START SUPPLIED INFORMATION

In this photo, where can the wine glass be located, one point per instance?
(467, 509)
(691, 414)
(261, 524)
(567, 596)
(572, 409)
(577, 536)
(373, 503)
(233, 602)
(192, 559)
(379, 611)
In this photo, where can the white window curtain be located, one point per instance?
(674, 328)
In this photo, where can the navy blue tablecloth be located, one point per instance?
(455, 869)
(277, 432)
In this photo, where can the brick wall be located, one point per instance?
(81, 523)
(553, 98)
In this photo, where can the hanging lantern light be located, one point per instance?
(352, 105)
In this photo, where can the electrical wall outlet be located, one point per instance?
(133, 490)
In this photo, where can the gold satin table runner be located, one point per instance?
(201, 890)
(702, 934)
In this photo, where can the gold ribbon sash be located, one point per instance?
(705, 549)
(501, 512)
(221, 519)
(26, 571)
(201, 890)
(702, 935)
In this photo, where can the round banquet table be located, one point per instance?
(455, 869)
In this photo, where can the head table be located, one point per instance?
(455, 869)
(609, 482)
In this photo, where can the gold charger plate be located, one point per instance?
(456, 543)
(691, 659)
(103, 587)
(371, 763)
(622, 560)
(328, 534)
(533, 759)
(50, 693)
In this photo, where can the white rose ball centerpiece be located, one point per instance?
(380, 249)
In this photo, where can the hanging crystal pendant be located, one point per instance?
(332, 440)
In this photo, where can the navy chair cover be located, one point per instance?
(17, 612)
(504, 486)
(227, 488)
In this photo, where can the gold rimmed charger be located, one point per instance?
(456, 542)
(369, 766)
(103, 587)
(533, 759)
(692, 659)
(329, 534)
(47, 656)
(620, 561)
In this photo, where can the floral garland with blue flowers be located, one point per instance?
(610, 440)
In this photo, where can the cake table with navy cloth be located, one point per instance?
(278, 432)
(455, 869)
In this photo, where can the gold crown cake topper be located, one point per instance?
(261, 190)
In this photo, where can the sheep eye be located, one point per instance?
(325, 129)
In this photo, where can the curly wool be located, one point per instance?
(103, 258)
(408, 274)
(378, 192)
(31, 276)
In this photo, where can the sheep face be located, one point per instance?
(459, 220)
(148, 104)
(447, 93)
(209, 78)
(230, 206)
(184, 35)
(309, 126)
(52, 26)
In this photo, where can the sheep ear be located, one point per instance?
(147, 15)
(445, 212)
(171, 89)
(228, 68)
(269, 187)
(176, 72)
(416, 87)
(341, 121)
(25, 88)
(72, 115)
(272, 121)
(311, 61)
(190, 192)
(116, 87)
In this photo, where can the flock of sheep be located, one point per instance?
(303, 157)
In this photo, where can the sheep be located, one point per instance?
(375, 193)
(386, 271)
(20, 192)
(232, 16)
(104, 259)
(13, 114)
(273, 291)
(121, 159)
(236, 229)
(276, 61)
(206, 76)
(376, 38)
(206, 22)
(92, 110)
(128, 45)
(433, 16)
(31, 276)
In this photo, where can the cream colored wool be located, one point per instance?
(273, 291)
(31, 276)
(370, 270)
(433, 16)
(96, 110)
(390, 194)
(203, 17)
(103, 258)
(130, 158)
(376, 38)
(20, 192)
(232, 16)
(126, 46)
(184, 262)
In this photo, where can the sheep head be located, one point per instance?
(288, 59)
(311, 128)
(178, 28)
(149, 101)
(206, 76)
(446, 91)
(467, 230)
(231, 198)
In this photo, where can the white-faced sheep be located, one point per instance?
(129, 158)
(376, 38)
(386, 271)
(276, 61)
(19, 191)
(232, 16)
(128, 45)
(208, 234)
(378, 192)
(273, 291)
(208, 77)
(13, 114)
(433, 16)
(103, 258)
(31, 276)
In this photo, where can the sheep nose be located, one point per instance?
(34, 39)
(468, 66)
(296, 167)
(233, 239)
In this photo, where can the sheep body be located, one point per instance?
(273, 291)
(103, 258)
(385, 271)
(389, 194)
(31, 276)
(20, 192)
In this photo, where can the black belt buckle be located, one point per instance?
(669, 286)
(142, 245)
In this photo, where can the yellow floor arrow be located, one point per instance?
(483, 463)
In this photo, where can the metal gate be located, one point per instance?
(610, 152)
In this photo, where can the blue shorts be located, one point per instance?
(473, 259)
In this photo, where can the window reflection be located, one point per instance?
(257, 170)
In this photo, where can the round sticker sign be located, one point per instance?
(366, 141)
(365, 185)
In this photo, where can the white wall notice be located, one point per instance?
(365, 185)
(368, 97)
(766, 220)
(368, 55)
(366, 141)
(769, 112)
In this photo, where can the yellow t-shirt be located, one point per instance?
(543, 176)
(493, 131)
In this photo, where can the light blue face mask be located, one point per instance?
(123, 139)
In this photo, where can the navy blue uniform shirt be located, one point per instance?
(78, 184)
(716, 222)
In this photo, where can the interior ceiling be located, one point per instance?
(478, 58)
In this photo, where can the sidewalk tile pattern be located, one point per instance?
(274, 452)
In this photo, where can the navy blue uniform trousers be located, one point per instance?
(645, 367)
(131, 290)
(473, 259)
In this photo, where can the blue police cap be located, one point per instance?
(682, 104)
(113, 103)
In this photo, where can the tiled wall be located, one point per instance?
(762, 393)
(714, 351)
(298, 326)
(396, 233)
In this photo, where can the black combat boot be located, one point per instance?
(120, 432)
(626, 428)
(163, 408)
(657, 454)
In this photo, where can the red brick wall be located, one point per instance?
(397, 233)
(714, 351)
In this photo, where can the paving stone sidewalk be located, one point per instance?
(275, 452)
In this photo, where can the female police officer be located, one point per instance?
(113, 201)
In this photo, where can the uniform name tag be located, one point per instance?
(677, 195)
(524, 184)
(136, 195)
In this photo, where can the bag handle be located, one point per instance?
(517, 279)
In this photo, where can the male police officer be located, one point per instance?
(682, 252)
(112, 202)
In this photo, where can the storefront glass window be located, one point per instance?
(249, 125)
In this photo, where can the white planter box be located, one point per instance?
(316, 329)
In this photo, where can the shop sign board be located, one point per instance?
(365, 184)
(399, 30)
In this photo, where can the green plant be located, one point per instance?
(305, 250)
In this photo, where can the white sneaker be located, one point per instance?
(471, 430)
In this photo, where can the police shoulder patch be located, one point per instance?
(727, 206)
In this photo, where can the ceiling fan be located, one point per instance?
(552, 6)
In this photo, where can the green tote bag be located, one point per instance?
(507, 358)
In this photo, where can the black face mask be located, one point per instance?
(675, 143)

END SUPPLIED INFORMATION

#### ASSIGNMENT
Nothing in the records may be left out; copy them all exactly.

#### REPLY
In this photo, where can the wine glass be located, one point per instance?
(467, 509)
(691, 414)
(261, 524)
(567, 596)
(572, 409)
(577, 536)
(373, 503)
(233, 602)
(192, 559)
(379, 611)
In this photo, where can the white window curtain be located, one point per instance?
(674, 328)
In this photo, where can the navy blue tablecloth be located, one point per instance?
(455, 869)
(277, 432)
In this photo, where can the brick wall be located, one point per instance?
(81, 523)
(553, 98)
In this photo, where can the hanging lantern light be located, one point per instance?
(352, 105)
In this photo, where can the electrical wall outlet be located, one point per instance?
(133, 490)
In this photo, where can the gold satin table runner be located, one point per instance?
(201, 890)
(702, 934)
In this photo, where can the gold ribbon sash be located, one point per instance?
(705, 549)
(501, 512)
(221, 519)
(26, 571)
(201, 890)
(702, 935)
In this photo, where can the round banquet table be located, one point per instance?
(455, 869)
In this photo, where can the head table be located, one point per instance?
(455, 869)
(609, 482)
In this photo, where can the gold charger plate be located, one point per instance?
(456, 543)
(691, 659)
(103, 587)
(371, 763)
(622, 560)
(328, 534)
(533, 759)
(50, 693)
In this photo, where can the white rose ball centerpiece be located, one point per instance?
(380, 249)
In this photo, where can the hanging crystal pendant be located, one point per instance?
(332, 440)
In this photo, where can the navy chair cover be located, one point per instance?
(17, 612)
(504, 486)
(227, 488)
In this photo, where can the gold rimmed charger be located, one point per instance?
(456, 542)
(369, 766)
(103, 587)
(533, 759)
(692, 659)
(329, 534)
(47, 656)
(620, 561)
In this photo, where can the floral garland with blue flowers be located, one point per instance?
(610, 440)
In this photo, where can the cake table with navy cloth be located, one point per instance?
(278, 432)
(455, 869)
In this photo, where can the gold crown cake topper be located, one point per instance?
(261, 190)
In this photo, where can the sheep eye be located, one point per instance?
(325, 129)
In this photo, where can the curly wool be located, one point per instance?
(103, 258)
(408, 274)
(378, 192)
(31, 276)
In this photo, where can the sheep face be located, one point per instance?
(459, 220)
(148, 104)
(447, 93)
(209, 78)
(230, 206)
(184, 35)
(309, 126)
(52, 26)
In this photo, where can the sheep ear be located, one point per instance?
(147, 15)
(445, 212)
(171, 89)
(228, 68)
(269, 187)
(176, 72)
(416, 87)
(341, 121)
(25, 88)
(72, 115)
(272, 121)
(311, 61)
(190, 192)
(116, 87)
In this photo, where can the flock of sheep be located, one point per instance?
(303, 157)
In this photo, where can the sheep be located, one point per instance?
(375, 193)
(386, 271)
(20, 192)
(232, 16)
(104, 259)
(13, 114)
(273, 291)
(121, 159)
(236, 229)
(276, 61)
(206, 76)
(376, 38)
(206, 22)
(92, 110)
(128, 45)
(433, 16)
(31, 276)
In this photo, where can the cream colored wool be located, one point per instance?
(273, 291)
(31, 276)
(370, 270)
(433, 16)
(96, 110)
(390, 194)
(203, 17)
(103, 258)
(130, 158)
(376, 38)
(20, 192)
(232, 16)
(126, 46)
(184, 262)
In this photo, where can the sheep head be located, one point per instance?
(288, 59)
(311, 128)
(178, 28)
(149, 101)
(206, 76)
(446, 91)
(467, 230)
(231, 198)
In this photo, where can the white-faced sheep be located, one point per instance?
(129, 158)
(376, 38)
(386, 271)
(276, 61)
(19, 191)
(232, 16)
(128, 45)
(208, 234)
(378, 192)
(273, 291)
(208, 77)
(13, 114)
(433, 16)
(103, 258)
(31, 276)
In this photo, where can the sheep nose be located, one point per instance?
(34, 39)
(468, 66)
(296, 167)
(233, 239)
In this photo, where can the sheep body be located, one point per instance?
(273, 291)
(103, 258)
(385, 271)
(389, 194)
(31, 276)
(20, 192)
In this photo, where can the black belt buckle be located, one point per instance?
(669, 286)
(142, 245)
In this photo, where can the yellow floor arrow be located, one point per instance?
(483, 463)
In this photo, where can the metal gate be located, one point per instance?
(610, 152)
In this photo, where can the blue shorts be located, one point per instance?
(473, 259)
In this photo, where can the window reflection be located, one point per instance?
(257, 170)
In this photo, where can the round sticker sign be located, one point per instance?
(366, 141)
(365, 185)
In this photo, where can the white wall notice be located, one point per instance?
(365, 185)
(368, 97)
(766, 220)
(368, 55)
(366, 141)
(769, 112)
In this photo, where can the yellow t-shirt be located, one point per instance?
(543, 176)
(493, 131)
In this photo, where can the light blue face mask be located, one point per instance?
(123, 139)
In this photo, where can the navy blue uniform shirt be located, one point per instance?
(78, 184)
(716, 222)
In this photo, where can the interior ceiling be located, one point per instance?
(478, 58)
In this photo, where can the sidewalk tile pattern be located, one point per instance?
(274, 452)
In this photo, where can the navy blue uniform trousers be located, one point per instance?
(645, 367)
(131, 290)
(473, 259)
In this photo, where can the blue police cap be located, one point per instance?
(682, 104)
(113, 103)
In this photo, where can the tiled wall be located, one point per instance?
(762, 393)
(714, 351)
(298, 326)
(396, 233)
In this photo, where can the black combat boot be located, one point per instance?
(120, 432)
(626, 428)
(163, 408)
(657, 454)
In this photo, where can the red brick wall be located, one point per instance?
(397, 233)
(714, 351)
In this photo, where can the paving stone sidewalk be located, one point per instance?
(275, 452)
In this photo, where can the female police officer be located, one point per instance?
(113, 201)
In this photo, where can the uniform name tag be located, one point per instance?
(677, 195)
(524, 184)
(136, 195)
In this photo, where can the bag handle be located, one point per instance?
(517, 279)
In this photo, where can the male police officer be located, one point per instance?
(682, 252)
(112, 202)
In this photo, where can the storefront glass window be located, one point per instance?
(249, 125)
In this photo, where can the white planter box be located, one point per instance?
(316, 329)
In this photo, where can the shop sign board be located, one point per instance?
(365, 184)
(399, 30)
In this photo, where can the green plant be located, one point per instance?
(305, 250)
In this photo, where can the white sneaker be located, one point per instance?
(471, 430)
In this photo, where can the police shoulder patch be located, one point per instance?
(727, 206)
In this photo, where can the ceiling fan be located, one point per instance?
(552, 6)
In this photo, where can the green tote bag be located, one point per instance?
(507, 358)
In this photo, where can the black face mask be located, one point per instance?
(675, 143)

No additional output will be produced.